__Exercise data__
========================================================================

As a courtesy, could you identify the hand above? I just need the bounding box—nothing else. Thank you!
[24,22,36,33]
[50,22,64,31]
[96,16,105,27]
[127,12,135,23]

========================================================================

__Short task__
Reproduce the records above, substituting "box coordinates" for every occurrence of "bounding box" and leaving everything else unchanged.

__Exercise output__
As a courtesy, could you identify the hand above? I just need the box coordinates—nothing else. Thank you!
[24,22,36,33]
[50,22,64,31]
[96,16,105,27]
[127,12,135,23]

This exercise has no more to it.